Cette étude observationnelle à large échelle a évalué la mortalité liée à Alzheimer parmi 443 professions aux États-Unis. Les certificats de décès de plus de 9 millions de personnes (National Vital Statistics System), décédées entre le 1er janvier 2020 et le 31 décembre 2022, ont été étudiés en tenant compte de l’âge au décès et de facteurs socioéconomiques (ex : niveau d’étude).
Toutes professions confondues, 3,88 % (N = 348 328) d’entre eux sont décédés d’Alzheimer, dont 1,03 % (N = 171/16 658) chez les chauffeurs de taxi et 0,74 % (N = 10/1 348) chez les chauffeurs d’ambulance. Après correction, ces deux groupes présentaient la plus faible proportion de décès dus à Alzheimer : 1,03 % et 0,91 %, respectivement. Le traitement de données spatiales chez les chauffeurs de taxi et d’ambulance, notamment la navigation en temps réel, serait un facteur explicatif clef, ce que corrobore une étude récente sur des cyclistes.2 Bien que ces professions n’empêcheraient pas de développer Alzheimer, elles diminueraient le risque d’en mourir. Cette tendance n’a pas été observée dans d’autres professions liées au transport qui utilisent des itinéraires prédéterminés (conducteurs d’autobus [3,11 % de décès dus à Alzheimer] et pilotes de ligne [4,57 %]) ni pour d’autres types de démences (vasculaire ou non spécifiée).

* [EXTRAITS DE DONNÉES]:
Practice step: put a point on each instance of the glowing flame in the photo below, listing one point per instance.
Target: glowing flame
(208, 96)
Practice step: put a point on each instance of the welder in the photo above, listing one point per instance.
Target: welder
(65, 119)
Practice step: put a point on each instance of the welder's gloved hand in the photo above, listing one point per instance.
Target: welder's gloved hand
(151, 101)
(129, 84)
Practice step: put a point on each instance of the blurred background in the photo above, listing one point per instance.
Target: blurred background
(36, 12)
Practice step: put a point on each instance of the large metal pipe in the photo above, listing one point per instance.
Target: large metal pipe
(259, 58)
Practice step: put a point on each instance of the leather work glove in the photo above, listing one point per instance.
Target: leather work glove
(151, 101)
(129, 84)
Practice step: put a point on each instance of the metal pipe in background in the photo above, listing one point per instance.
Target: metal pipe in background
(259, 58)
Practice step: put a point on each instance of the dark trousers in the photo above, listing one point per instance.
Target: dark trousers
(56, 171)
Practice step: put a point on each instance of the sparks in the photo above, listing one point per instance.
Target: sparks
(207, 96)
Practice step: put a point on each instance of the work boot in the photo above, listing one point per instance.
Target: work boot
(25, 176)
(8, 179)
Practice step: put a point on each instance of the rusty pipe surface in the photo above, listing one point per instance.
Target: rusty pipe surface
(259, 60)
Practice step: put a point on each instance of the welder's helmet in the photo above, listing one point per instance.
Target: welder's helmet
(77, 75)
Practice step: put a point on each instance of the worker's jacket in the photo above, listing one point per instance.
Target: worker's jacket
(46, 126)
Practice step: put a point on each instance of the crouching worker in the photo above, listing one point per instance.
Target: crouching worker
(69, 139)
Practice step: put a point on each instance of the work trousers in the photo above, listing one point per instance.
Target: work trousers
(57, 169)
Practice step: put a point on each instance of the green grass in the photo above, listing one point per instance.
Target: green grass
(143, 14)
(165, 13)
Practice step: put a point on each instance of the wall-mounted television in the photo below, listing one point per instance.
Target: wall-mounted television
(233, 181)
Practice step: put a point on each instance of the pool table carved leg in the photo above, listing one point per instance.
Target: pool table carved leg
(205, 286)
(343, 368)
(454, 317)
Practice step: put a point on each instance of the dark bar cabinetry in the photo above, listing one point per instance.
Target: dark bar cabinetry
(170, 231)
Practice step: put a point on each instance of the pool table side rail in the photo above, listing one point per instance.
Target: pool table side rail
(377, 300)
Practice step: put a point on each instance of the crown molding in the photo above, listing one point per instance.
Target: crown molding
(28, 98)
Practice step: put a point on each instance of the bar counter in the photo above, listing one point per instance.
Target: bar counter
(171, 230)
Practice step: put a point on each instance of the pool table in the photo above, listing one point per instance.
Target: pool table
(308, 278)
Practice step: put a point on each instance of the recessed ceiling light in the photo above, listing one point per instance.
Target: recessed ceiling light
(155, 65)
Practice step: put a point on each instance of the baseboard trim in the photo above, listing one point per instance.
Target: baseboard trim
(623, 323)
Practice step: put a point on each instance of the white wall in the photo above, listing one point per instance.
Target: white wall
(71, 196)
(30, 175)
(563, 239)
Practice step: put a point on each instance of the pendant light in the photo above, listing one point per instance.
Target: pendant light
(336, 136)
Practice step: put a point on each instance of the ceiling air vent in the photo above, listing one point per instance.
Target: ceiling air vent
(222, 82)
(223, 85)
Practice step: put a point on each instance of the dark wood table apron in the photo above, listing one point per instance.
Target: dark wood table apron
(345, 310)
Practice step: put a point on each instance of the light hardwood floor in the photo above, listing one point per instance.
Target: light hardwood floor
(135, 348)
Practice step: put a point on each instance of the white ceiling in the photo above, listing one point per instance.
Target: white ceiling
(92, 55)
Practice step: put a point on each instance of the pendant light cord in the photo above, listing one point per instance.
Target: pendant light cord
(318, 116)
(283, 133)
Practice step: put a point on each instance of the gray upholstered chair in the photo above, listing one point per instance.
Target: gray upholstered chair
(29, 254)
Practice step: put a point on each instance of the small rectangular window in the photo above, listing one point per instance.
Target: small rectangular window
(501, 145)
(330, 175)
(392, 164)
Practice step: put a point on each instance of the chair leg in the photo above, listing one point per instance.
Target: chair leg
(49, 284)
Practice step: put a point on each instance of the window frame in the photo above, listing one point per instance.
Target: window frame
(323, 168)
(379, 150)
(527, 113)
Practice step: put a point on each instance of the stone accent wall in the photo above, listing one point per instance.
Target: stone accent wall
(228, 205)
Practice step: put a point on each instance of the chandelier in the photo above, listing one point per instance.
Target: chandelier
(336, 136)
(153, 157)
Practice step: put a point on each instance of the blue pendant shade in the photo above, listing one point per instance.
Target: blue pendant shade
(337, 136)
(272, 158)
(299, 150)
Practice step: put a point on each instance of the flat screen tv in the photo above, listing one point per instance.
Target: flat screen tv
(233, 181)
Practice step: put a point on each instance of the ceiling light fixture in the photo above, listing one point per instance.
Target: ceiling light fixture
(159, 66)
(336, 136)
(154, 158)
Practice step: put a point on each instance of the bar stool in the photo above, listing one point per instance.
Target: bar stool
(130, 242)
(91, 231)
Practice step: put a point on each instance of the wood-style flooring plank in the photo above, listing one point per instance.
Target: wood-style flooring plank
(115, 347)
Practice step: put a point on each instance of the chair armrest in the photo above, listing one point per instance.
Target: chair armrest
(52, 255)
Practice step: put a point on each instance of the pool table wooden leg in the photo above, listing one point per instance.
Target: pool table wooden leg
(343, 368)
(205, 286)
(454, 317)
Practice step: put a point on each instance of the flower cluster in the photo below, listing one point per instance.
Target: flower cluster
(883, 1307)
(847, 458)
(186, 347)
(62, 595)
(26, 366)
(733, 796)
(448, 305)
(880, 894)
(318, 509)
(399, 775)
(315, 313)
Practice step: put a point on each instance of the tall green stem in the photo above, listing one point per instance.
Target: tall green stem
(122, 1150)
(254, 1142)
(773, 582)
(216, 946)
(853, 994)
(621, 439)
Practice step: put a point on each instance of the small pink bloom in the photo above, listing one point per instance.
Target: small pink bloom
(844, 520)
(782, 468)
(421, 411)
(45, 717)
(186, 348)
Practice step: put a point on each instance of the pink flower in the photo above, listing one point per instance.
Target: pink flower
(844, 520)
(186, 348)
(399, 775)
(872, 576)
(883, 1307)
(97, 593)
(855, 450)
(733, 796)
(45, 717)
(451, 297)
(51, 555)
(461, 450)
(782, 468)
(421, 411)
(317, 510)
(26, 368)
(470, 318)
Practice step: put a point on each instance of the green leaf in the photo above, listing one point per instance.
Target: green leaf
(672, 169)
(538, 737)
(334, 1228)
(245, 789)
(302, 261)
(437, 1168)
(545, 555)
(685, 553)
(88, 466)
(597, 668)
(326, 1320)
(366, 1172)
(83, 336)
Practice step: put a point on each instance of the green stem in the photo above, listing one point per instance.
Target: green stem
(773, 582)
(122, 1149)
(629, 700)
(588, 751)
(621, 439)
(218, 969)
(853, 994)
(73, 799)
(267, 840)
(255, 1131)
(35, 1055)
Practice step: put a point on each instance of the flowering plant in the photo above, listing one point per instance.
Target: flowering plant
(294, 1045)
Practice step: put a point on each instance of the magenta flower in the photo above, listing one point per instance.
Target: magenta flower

* [CONSIGNE 1]:
Traduisez en anglais cette phrase du texte sur la mortalité liée à Alzheimer selon la profession : « Bien que ces professions n’empêcheraient pas de développer Alzheimer, elles diminueraient le risque d’en mourir. »
* [CONSIGNE 2]:
Reprenez le texte sur la mortalité liée à Alzheimer selon la profession et poursuivez-le à partir de sa dernière phrase.

* [RÉPONSE ATTENDUE 1]:
Although these occupations may not prevent people from developing Alzheimer's, they may reduce the risk of dying from it.

* [RÉPONSE ATTENDUE 2]:
Ces résultats pourraient s’expliquer par des caractéristiques neurologiques, notamment dans l’hippocampe2 qui est impliqué dans la mémoire spatiale et est aussi la première structure atteinte en cas d’Alzheimer, causant désorientation spatiale et troubles de la mémoire (les premiers symptômes de la maladie). Une étude3 avait d’ailleurs démontré que l’hippocampe des chauffeurs de taxi est significativement plus grand que chez les cas témoins.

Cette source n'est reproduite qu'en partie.